Exercise:
Can you put the records below into a Markdown table with the columns No. and Text, giving each non-blank line its own numbered row?

Material for the task:
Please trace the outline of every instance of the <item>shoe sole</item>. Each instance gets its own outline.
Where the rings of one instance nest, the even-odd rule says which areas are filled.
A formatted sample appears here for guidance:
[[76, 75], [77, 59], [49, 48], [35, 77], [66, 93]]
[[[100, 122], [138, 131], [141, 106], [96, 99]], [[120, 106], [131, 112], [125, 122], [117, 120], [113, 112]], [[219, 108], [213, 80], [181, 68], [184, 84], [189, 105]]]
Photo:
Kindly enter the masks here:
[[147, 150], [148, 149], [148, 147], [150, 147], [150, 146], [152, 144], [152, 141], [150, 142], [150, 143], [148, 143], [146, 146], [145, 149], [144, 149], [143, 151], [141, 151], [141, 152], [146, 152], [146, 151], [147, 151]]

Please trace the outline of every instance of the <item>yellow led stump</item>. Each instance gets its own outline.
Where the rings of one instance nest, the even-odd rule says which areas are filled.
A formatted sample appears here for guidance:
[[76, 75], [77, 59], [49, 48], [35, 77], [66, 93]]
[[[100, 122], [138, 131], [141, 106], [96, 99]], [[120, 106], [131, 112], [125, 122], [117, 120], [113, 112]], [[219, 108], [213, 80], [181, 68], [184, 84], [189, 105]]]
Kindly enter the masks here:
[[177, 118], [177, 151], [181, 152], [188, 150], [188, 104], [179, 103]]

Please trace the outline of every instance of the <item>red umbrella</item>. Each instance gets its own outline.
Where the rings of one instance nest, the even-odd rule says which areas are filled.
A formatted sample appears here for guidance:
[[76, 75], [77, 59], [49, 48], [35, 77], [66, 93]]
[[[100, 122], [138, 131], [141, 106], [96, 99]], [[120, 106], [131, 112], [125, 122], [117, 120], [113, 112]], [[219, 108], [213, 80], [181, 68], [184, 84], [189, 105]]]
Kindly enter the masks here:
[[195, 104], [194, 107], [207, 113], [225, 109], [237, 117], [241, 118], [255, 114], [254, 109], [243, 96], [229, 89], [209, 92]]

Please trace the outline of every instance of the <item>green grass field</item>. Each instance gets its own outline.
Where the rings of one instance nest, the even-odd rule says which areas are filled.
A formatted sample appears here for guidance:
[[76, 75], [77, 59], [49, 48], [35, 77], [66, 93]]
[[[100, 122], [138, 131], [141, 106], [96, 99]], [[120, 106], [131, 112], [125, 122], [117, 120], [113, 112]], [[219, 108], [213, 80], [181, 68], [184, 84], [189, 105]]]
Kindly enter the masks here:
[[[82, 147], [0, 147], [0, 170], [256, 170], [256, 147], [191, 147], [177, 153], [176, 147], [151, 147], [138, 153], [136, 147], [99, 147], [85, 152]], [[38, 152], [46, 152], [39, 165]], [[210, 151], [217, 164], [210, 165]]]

Output for this exercise:
| No. | Text |
|---|---|
| 1 | Please trace the outline of every instance of the <item>shoe sole</item>. Each instance gets its own outline. |
| 2 | Where the rings of one instance nest, the even-odd rule says which areas are filled. |
| 3 | A formatted sample appears here for guidance: |
| 4 | [[76, 75], [77, 59], [49, 48], [35, 77], [66, 93]] |
| 5 | [[[100, 122], [138, 131], [141, 106], [96, 99]], [[120, 106], [131, 112], [125, 122], [117, 120], [113, 112]], [[219, 108], [213, 80], [181, 68], [184, 84], [189, 105]]] |
| 6 | Photo: |
| 7 | Kindly enter the masks here: |
| 8 | [[147, 150], [148, 149], [148, 147], [150, 147], [150, 146], [152, 144], [152, 141], [150, 142], [150, 143], [148, 143], [146, 146], [145, 149], [144, 149], [143, 151], [141, 151], [141, 152], [146, 152], [146, 151], [147, 151]] |
| 9 | Please trace the outline of every instance of the <item>yellow led stump</item>. Each instance gets its own outline. |
| 10 | Where the rings of one instance nest, the even-odd rule says which areas are filled. |
| 11 | A formatted sample appears here for guidance: |
| 12 | [[76, 75], [77, 59], [49, 48], [35, 77], [66, 93]] |
| 13 | [[[100, 122], [138, 131], [141, 106], [96, 99]], [[120, 106], [131, 112], [125, 122], [117, 120], [113, 112]], [[219, 108], [213, 80], [181, 68], [184, 84], [189, 105]]] |
| 14 | Kindly enter the masks here: |
| 15 | [[177, 118], [177, 151], [181, 152], [188, 150], [188, 104], [179, 103]] |
| 16 | Please trace the outline of every instance of the <item>red umbrella</item>. Each instance gets its own outline. |
| 17 | Where the rings of one instance nest, the even-odd rule says which areas are filled. |
| 18 | A formatted sample appears here for guidance: |
| 19 | [[76, 75], [77, 59], [49, 48], [35, 77], [66, 93]] |
| 20 | [[[100, 122], [138, 131], [141, 106], [96, 99]], [[120, 106], [131, 112], [125, 122], [117, 120], [113, 112]], [[219, 108], [213, 80], [181, 68], [184, 84], [189, 105]]] |
| 21 | Kindly enter the masks here: |
| 22 | [[195, 104], [194, 107], [207, 113], [225, 109], [237, 117], [241, 118], [255, 114], [254, 109], [243, 96], [229, 89], [209, 92]] |
| 23 | Please trace the outline of every instance of the <item>green grass field</item>. Each instance gets its own outline. |
| 24 | Where the rings of one instance nest, the even-odd rule says which areas are filled. |
| 25 | A formatted sample appears here for guidance: |
| 26 | [[76, 75], [77, 59], [49, 48], [35, 77], [66, 93]] |
| 27 | [[[100, 122], [138, 131], [141, 106], [96, 99]], [[120, 106], [131, 112], [125, 122], [117, 120], [113, 112]], [[219, 108], [213, 80], [181, 68], [184, 84], [189, 105]]] |
| 28 | Kindly enter the masks here: |
| 29 | [[[82, 147], [0, 147], [0, 170], [256, 170], [256, 147], [191, 147], [177, 153], [176, 147], [151, 147], [138, 153], [136, 147], [99, 147], [85, 152]], [[38, 152], [46, 152], [39, 165]], [[210, 151], [217, 164], [210, 165]]] |